======== SUPPLIED TEXT ========
LISTSERV mailing list manager LISTSERV 15.5

Help for MHTML Archives


MHTML Archives

MHTML Archives


View:

Next Message | Previous Message
Next in Topic | Previous in Topic
Next by Same Author | Previous by Same Author
Chronologically | Most Recent First
Proportional Font | Monospaced Font

Options:

Join or Leave MHTML
Reply | Post New Message
Search Archives


Subject: Re: Summary of decisions at the Montreal MHTML IETF meeting
From: Einar Stefferud <[log in to unmask]>
Reply-To:[log in to unmask]
Date:Thu, 11 Jul 1996 10:20:41 -0700
Content-Type:text/plain
Parts/Attachments:
Parts/Attachments

text/plain (193 lines)


Hello Martin, et al -- Below is the message you sent on 3 July
recommending some revised text.  I do not consider this a proper
replacement of Jacob's original text because it only tries to revise
what Jacob said, and what we need is a complete and very much
simplified replacement.  As it turns out, your text still suffers from
trying to discuss many unnecessary aspects of HTML and MIME character
encoding issues, jusdt because Jacob discussed them.

What we need is to replace all this confusing text with a simple
statement about how HTML specifications determine what can or cannot
be placed in an HTML document, and that MIME specifications determine
how any HTML object must be encoded for transit via Internet EMail in
a Multipart/related MIME envelope.  Within MHTML, the Text/HTML MIME
Content-type is referenced for specification of how HTML must be
enclosed in MIME envelopes, and that is where any serious discussion
of character set encodings and transfer encodings should be placed.
Our MHTML Porposed Standard is the wrong plcae to lodge these
specifications.
========
YOUR TASKS:
1/ In the mailing list message, what kind of MIME envelope is named for sending an HTML object by Internet email?
2/ Return the part of the mailing list message from "What we need is to" up to and including "specifications.", copied word for word.
======== MATERIAL PROVIDED ========
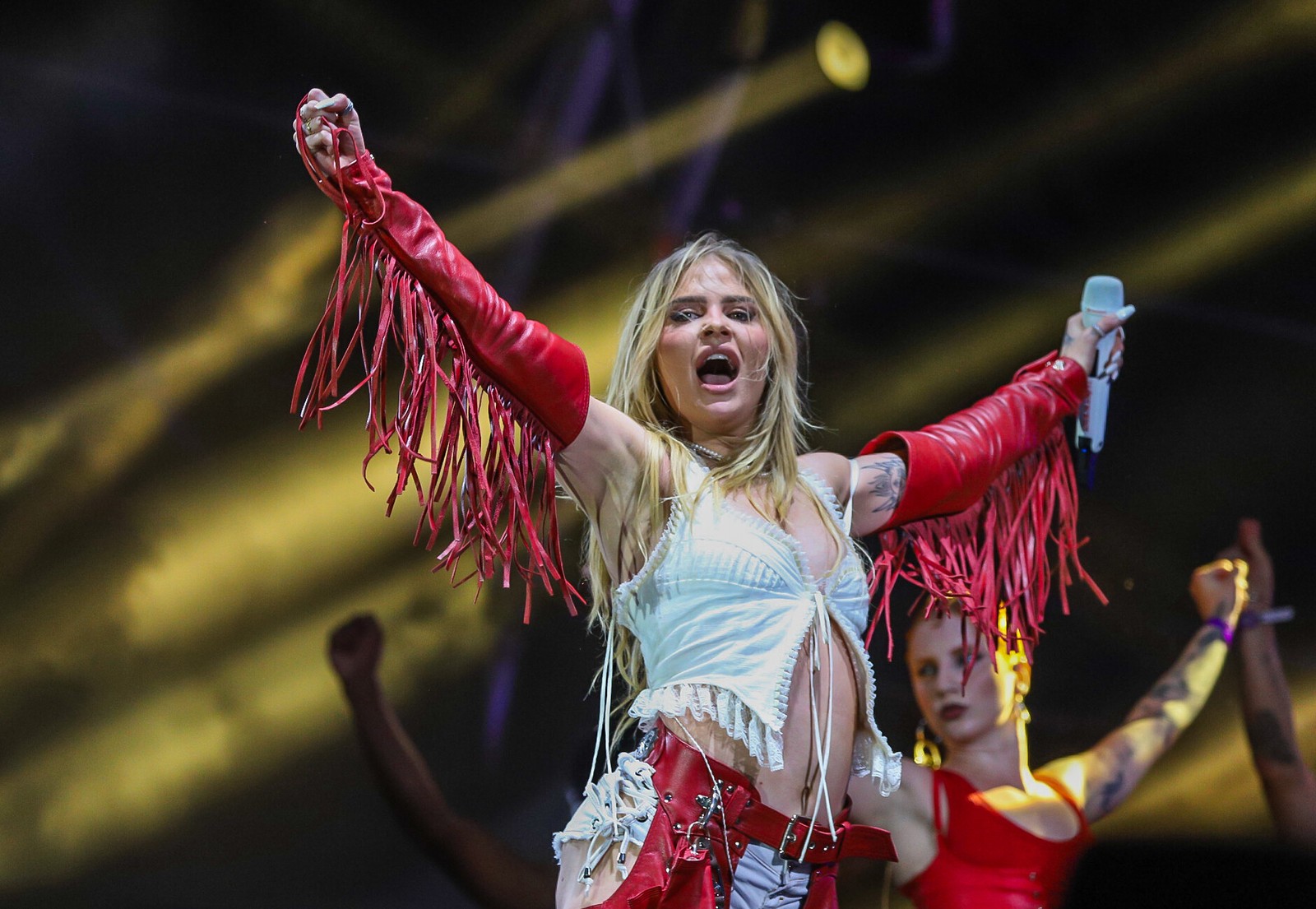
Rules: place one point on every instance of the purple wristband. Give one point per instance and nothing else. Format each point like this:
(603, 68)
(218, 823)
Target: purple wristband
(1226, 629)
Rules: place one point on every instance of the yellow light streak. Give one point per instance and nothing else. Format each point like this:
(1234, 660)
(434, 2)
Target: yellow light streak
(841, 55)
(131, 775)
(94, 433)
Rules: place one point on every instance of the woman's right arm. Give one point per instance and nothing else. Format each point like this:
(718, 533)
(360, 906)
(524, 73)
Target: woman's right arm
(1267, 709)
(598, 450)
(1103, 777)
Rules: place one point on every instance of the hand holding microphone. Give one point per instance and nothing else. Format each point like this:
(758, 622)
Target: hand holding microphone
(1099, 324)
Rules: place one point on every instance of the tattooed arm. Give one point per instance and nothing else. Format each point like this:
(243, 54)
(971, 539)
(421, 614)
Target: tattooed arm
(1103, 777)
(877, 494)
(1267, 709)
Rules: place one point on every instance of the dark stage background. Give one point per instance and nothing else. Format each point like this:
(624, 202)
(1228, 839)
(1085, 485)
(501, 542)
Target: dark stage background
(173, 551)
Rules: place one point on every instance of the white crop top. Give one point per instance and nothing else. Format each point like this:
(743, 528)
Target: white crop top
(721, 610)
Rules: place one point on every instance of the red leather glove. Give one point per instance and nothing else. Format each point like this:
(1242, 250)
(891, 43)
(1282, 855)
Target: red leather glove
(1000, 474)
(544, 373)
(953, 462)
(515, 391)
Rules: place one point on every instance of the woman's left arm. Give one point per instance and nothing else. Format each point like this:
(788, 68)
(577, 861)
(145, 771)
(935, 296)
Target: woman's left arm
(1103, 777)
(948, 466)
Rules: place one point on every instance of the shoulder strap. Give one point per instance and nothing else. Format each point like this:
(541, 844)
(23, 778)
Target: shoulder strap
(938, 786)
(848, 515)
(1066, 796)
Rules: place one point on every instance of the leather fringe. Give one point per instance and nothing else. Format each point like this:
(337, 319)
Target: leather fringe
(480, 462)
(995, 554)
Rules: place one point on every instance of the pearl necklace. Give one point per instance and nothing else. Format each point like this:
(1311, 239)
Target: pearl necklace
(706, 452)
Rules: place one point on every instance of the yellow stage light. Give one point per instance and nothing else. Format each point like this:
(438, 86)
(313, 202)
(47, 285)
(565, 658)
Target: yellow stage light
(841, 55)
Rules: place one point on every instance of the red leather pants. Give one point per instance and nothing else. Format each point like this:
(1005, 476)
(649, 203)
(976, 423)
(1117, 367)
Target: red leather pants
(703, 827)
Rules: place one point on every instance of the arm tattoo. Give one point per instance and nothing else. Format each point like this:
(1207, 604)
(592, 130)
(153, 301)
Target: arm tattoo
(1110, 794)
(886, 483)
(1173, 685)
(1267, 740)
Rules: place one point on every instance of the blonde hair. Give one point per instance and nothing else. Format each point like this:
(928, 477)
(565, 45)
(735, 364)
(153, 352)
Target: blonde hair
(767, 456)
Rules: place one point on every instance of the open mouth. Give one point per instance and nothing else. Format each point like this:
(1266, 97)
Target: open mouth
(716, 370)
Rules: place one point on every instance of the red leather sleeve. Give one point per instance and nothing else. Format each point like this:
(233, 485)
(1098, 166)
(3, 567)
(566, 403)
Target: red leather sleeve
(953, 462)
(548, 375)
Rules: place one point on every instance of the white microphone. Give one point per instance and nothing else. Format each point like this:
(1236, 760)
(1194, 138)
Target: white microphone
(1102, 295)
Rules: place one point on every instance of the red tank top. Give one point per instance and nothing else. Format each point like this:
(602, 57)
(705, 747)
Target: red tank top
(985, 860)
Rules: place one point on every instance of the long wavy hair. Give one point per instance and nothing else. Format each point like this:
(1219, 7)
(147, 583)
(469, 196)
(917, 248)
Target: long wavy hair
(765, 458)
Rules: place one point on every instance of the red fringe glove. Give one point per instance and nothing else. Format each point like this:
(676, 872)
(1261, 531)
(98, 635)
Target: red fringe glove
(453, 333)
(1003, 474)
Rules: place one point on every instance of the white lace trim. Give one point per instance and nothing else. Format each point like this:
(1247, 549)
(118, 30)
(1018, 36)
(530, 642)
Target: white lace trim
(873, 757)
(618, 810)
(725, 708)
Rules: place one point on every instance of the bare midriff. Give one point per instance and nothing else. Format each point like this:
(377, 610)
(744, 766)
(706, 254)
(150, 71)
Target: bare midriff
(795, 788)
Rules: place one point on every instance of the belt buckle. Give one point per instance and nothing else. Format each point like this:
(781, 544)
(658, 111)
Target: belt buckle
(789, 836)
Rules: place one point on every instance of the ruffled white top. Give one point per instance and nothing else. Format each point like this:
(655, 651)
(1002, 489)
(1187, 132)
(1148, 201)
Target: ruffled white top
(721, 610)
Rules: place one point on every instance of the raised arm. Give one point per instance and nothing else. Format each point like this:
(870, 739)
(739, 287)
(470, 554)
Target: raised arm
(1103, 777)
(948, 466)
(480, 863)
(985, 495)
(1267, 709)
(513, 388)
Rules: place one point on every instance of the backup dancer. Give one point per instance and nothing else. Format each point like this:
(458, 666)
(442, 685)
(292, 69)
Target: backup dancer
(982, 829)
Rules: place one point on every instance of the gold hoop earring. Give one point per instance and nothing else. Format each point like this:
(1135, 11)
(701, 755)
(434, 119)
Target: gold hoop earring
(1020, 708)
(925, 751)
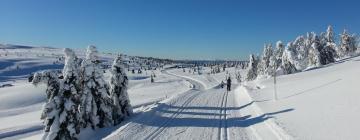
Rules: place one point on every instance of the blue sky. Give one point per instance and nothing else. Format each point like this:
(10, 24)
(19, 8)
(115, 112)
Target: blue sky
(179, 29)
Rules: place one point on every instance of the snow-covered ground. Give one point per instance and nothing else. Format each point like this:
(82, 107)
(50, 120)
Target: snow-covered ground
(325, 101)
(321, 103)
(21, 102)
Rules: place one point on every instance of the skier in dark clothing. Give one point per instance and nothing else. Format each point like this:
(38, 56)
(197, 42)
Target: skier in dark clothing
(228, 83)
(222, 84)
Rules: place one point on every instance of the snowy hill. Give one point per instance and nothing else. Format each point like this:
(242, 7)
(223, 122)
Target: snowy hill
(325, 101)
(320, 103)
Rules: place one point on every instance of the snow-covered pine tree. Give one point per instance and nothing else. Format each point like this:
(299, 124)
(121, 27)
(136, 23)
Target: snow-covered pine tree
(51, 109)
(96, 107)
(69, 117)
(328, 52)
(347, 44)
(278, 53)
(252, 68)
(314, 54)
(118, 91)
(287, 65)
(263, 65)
========
======== MATERIAL PROVIDED ========
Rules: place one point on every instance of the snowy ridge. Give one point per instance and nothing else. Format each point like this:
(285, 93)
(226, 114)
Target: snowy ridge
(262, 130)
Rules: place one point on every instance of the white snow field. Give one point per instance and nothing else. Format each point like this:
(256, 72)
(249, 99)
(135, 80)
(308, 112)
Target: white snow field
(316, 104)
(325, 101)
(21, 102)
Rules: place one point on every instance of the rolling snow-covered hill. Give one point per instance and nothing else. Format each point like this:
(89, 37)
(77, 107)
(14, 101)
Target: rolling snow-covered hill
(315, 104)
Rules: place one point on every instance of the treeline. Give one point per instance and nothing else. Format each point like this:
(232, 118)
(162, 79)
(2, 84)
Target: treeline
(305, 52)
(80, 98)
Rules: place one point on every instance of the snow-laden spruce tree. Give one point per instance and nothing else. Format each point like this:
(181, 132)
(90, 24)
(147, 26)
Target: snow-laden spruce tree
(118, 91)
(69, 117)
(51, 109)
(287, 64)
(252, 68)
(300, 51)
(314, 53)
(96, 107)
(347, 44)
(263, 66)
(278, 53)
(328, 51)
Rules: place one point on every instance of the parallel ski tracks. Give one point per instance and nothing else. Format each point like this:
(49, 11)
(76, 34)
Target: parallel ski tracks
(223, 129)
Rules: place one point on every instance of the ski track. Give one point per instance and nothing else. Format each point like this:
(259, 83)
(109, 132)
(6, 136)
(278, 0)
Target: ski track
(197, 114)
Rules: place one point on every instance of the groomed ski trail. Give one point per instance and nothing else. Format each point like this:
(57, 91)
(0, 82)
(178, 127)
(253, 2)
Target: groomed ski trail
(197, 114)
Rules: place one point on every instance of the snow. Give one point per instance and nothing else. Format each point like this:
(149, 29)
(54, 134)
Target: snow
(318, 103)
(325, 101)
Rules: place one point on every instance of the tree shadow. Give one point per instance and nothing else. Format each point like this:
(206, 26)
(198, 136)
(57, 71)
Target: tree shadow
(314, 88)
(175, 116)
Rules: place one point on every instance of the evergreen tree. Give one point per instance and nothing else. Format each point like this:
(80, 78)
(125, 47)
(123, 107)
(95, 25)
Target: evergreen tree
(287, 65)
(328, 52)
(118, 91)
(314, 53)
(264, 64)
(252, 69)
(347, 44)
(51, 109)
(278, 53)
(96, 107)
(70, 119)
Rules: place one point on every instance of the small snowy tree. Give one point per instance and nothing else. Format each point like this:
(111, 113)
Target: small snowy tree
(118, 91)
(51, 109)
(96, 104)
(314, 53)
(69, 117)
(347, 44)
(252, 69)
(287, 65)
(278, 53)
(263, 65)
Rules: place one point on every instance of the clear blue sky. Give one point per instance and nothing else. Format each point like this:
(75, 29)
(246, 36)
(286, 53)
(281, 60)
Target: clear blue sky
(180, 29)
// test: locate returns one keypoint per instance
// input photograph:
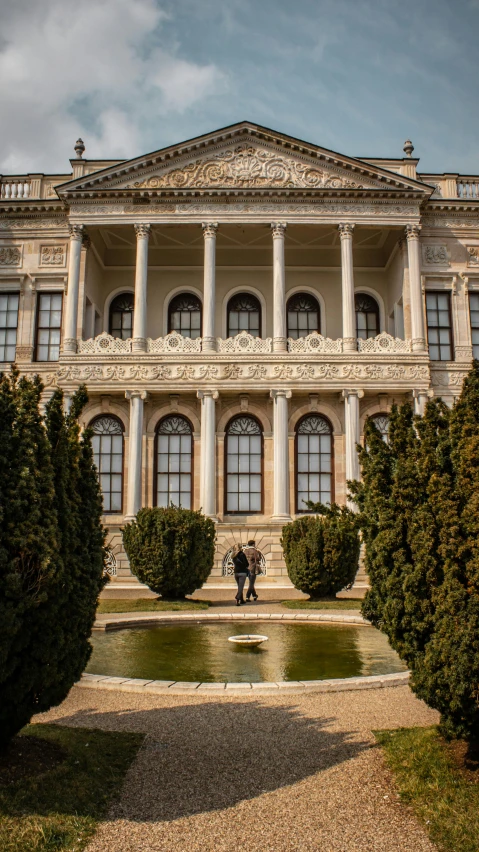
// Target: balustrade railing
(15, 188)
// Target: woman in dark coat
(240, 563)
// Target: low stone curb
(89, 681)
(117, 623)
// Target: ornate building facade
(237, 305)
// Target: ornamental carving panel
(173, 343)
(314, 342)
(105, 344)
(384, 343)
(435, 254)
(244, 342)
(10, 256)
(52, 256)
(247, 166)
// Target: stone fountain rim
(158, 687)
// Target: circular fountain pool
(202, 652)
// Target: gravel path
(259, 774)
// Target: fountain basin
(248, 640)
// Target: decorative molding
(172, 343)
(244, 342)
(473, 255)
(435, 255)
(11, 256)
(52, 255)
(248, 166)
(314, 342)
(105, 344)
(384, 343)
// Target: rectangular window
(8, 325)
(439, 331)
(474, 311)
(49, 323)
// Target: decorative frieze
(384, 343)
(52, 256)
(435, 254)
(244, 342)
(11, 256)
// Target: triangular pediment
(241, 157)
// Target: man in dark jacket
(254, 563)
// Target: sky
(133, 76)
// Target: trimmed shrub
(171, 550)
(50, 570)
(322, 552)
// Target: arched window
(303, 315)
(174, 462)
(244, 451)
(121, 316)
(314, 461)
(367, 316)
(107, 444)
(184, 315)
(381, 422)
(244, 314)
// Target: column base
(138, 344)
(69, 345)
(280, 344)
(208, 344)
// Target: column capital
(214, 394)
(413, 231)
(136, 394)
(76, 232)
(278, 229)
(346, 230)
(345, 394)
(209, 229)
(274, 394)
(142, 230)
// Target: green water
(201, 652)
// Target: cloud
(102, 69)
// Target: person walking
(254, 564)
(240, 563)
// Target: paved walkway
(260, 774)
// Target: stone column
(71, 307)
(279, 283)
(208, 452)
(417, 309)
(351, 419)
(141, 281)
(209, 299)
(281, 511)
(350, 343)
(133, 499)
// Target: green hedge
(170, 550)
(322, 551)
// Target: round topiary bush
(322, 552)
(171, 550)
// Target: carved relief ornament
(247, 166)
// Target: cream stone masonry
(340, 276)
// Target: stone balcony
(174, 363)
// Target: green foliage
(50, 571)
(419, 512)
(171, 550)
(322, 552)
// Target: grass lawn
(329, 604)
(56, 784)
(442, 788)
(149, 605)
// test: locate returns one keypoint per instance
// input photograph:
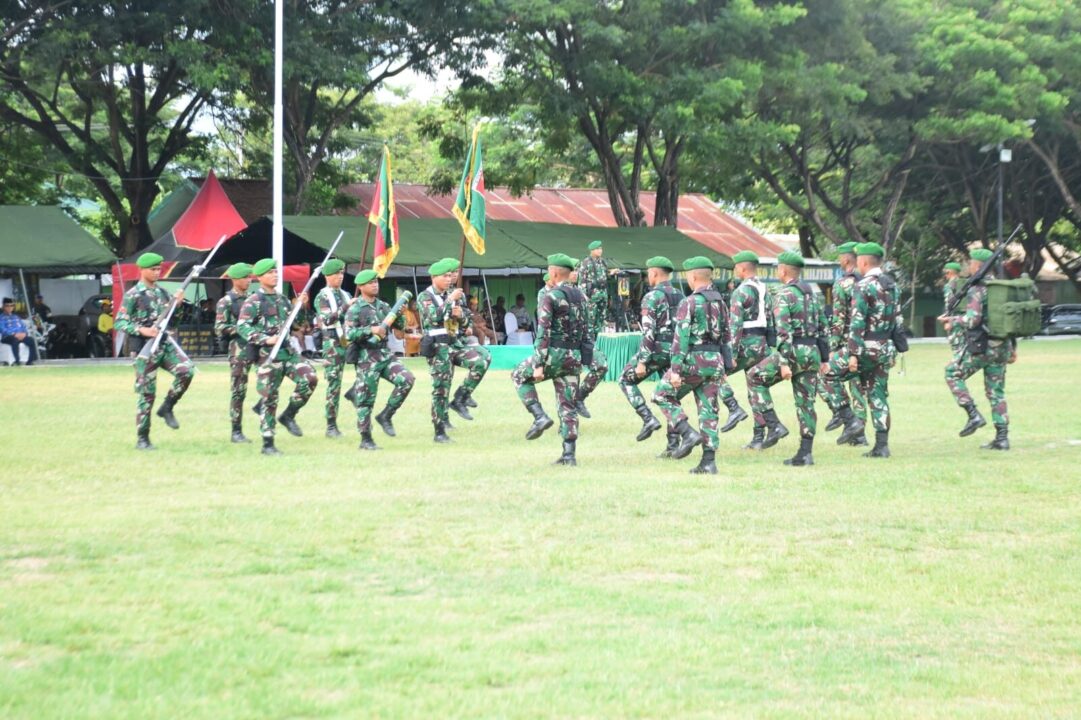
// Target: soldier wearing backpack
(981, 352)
========
ANSWERS FOR THIS EXERCISE:
1/ A Multipart/related MIME envelope.

2/
What we need is to replace all this confusing text with a simple
statement about how HTML specifications determine what can or cannot
be placed in an HTML document, and that MIME specifications determine
how any HTML object must be encoded for transit via Internet EMail in
a Multipart/related MIME envelope.  Within MHTML, the Text/HTML MIME
Content-type is referenced for specification of how HTML must be
enclosed in MIME envelopes, and that is where any serious discussion
of character set encodings and transfer encodings should be placed.
Our MHTML Porposed Standard is the wrong plcae to lodge these
specifications.